Pointing dataset excerpts:
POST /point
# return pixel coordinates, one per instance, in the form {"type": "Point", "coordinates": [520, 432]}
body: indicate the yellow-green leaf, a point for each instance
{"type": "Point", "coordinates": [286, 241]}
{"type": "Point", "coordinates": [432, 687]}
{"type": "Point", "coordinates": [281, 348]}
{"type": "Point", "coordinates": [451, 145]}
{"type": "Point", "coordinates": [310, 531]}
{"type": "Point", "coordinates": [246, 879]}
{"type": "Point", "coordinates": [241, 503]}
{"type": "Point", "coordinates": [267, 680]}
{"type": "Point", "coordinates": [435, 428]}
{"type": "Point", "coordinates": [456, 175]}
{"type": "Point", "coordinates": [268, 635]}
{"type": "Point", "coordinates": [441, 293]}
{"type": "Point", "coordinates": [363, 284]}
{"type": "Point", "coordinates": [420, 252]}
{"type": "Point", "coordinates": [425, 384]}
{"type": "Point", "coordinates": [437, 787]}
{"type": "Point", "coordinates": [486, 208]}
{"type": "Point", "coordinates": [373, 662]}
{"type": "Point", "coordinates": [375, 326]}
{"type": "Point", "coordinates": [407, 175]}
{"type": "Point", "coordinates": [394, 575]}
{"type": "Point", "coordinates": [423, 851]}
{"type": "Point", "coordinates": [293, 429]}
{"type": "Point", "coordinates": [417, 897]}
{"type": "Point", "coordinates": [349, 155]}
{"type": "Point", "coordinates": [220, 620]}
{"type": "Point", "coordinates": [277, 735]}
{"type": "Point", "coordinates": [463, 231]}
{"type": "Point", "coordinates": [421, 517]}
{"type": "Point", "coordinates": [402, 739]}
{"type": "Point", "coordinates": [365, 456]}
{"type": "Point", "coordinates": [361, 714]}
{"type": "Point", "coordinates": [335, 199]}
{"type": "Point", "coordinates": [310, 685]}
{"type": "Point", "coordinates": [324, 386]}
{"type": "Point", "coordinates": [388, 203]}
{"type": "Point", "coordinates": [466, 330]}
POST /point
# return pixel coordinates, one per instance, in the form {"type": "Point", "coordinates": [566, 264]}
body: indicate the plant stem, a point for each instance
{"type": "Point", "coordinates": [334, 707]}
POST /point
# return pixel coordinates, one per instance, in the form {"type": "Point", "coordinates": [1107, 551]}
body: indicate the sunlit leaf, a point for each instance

Exercise details:
Copy all data exactly, start to finish.

Response to the task:
POST /point
# return pixel coordinates, one per instance, in the form {"type": "Point", "coordinates": [520, 432]}
body: indicate the yellow-green leaf, a point for each instance
{"type": "Point", "coordinates": [286, 241]}
{"type": "Point", "coordinates": [432, 687]}
{"type": "Point", "coordinates": [281, 348]}
{"type": "Point", "coordinates": [451, 145]}
{"type": "Point", "coordinates": [310, 531]}
{"type": "Point", "coordinates": [246, 879]}
{"type": "Point", "coordinates": [241, 503]}
{"type": "Point", "coordinates": [267, 680]}
{"type": "Point", "coordinates": [435, 428]}
{"type": "Point", "coordinates": [456, 175]}
{"type": "Point", "coordinates": [268, 635]}
{"type": "Point", "coordinates": [441, 293]}
{"type": "Point", "coordinates": [363, 284]}
{"type": "Point", "coordinates": [420, 252]}
{"type": "Point", "coordinates": [425, 384]}
{"type": "Point", "coordinates": [437, 787]}
{"type": "Point", "coordinates": [486, 208]}
{"type": "Point", "coordinates": [373, 662]}
{"type": "Point", "coordinates": [375, 326]}
{"type": "Point", "coordinates": [407, 175]}
{"type": "Point", "coordinates": [394, 575]}
{"type": "Point", "coordinates": [423, 851]}
{"type": "Point", "coordinates": [293, 429]}
{"type": "Point", "coordinates": [417, 897]}
{"type": "Point", "coordinates": [349, 155]}
{"type": "Point", "coordinates": [220, 620]}
{"type": "Point", "coordinates": [277, 735]}
{"type": "Point", "coordinates": [463, 231]}
{"type": "Point", "coordinates": [421, 517]}
{"type": "Point", "coordinates": [402, 739]}
{"type": "Point", "coordinates": [365, 456]}
{"type": "Point", "coordinates": [361, 714]}
{"type": "Point", "coordinates": [335, 199]}
{"type": "Point", "coordinates": [310, 685]}
{"type": "Point", "coordinates": [324, 386]}
{"type": "Point", "coordinates": [388, 203]}
{"type": "Point", "coordinates": [466, 330]}
POST /point
# return pixel coordinates, one per instance, in the form {"type": "Point", "coordinates": [566, 264]}
body: indicate the plant stem, a point for each instance
{"type": "Point", "coordinates": [334, 707]}
POST /point
# return pixel coordinates, one per instance, in the form {"type": "Point", "coordinates": [1107, 551]}
body: indicate the sunlit leaf, a point for each instance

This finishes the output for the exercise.